• [Extract provided]
Mr. A was a 35-year-old white man who was admitted to a partial hospitalization program for patients with suicidal thoughts and paranoia. He had neither a prior history of mental illness nor a history of psychotropic medication use. Mr. A came in for treatment with paranoid delusions and suicidal thoughts and was diagnosed with schizoaffective disorder. Treatment with 10 mg of olanzapine at bedtime was initiated. Approximately 14 hours after his first and only dose of olanzapine, Mr. A developed a painful erection. He did not report this to anyone at the time and returned to the partial hospitalization program 48 hours later. By this time he was in significant discomfort and acknowledged that his pain was due to an erection that had been present for approximately 2 days. He was immediately taken to the emergency room for a urological consultation.
A urologist attempted evacuation of blood from Mr. A’s penis without success. Mr. A was then taken to the operating room, where blood was evacuated and phenylephrine was injected; flaccidity was obtained and lasted for 1 hour before the erection returned. Mr. A was taken back to the operating room, and a corporeal glandular shunt was placed, but this too was unsuccessful in alleviating the erection. He was then transferred to another hospital for possible insertion of a proximal shunt, which was not performed because of the length of time since the onset of priapism. Symptomatic relief was provided with oral analgesics; eventual detumescence of the penis followed. Permanent impotence resulted from Mr. A’s prolonged priapism.
Olanzapine can induce priapism because of its α-adrenergic blocking capabilities. While the condition is far from common, clinicians should be aware of olanzapine’s ability to induce priapism. Swift recognition is necessary to prevent permanent urological sequelae.

• [Source information]
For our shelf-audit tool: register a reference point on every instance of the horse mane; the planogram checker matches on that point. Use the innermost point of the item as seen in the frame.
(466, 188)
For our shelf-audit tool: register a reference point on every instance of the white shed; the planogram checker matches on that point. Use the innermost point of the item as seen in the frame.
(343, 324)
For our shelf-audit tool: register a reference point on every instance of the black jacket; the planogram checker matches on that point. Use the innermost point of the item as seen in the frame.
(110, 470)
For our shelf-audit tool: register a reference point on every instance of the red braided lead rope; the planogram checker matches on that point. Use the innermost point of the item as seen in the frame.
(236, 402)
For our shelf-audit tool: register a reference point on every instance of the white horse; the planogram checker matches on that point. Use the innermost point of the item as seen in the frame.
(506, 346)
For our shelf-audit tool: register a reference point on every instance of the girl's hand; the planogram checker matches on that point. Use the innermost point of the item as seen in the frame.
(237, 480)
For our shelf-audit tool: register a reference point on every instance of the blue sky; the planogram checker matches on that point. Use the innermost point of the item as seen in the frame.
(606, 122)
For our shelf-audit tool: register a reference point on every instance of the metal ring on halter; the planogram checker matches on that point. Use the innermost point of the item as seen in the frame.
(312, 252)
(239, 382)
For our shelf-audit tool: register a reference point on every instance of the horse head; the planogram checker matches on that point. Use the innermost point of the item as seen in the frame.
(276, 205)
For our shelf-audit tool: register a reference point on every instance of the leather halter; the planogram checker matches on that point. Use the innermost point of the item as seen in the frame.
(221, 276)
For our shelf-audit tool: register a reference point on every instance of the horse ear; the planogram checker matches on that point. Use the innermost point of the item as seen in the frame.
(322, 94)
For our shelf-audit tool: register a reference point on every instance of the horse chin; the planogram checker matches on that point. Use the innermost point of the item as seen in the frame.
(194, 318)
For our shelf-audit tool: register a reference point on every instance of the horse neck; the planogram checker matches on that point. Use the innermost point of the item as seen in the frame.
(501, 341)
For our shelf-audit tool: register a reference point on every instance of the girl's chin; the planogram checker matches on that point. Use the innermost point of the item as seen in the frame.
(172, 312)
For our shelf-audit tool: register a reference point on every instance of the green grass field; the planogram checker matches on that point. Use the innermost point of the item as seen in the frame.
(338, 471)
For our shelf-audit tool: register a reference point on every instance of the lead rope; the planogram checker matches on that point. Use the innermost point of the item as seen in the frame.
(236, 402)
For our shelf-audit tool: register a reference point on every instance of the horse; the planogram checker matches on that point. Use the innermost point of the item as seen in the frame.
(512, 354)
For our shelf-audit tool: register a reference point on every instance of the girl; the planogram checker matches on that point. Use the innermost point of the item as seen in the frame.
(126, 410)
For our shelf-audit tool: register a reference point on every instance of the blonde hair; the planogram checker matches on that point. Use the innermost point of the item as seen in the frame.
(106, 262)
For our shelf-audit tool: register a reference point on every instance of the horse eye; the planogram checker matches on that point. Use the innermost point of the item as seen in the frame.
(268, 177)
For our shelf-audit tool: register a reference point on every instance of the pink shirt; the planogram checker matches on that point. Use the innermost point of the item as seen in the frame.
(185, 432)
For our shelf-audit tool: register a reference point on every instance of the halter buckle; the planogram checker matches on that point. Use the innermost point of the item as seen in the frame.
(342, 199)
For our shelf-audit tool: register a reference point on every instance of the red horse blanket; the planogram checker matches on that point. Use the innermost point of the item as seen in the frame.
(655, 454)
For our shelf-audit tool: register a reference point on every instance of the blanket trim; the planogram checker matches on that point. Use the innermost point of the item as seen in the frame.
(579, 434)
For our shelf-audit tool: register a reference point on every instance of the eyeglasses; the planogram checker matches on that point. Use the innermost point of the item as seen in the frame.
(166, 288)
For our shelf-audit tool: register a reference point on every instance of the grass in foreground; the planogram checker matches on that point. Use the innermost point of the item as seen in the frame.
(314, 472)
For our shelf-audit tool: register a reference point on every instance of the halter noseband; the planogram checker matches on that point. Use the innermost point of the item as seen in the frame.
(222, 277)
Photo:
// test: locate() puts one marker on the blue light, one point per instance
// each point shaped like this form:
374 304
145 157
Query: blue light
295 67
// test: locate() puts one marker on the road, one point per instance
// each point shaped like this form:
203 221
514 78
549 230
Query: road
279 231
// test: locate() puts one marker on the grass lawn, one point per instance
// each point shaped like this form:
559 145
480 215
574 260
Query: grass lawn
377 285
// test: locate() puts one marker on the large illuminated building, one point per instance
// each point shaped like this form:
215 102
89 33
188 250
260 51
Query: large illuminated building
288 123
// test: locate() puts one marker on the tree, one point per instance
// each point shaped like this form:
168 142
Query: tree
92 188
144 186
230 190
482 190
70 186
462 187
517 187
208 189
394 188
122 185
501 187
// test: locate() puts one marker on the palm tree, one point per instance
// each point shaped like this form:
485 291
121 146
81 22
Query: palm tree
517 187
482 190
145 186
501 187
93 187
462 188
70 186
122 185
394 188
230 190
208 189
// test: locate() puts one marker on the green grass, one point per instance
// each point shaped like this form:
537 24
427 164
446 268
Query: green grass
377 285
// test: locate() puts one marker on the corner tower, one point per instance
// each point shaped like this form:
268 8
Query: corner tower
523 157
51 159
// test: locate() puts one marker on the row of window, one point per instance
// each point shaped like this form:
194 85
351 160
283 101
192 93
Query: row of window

• [Exercise] According to the case report, how long after his only dose of olanzapine did Mr. A develop a painful erection? The records come from a different source than the text.

• [Answer below] Approximately 14 hours.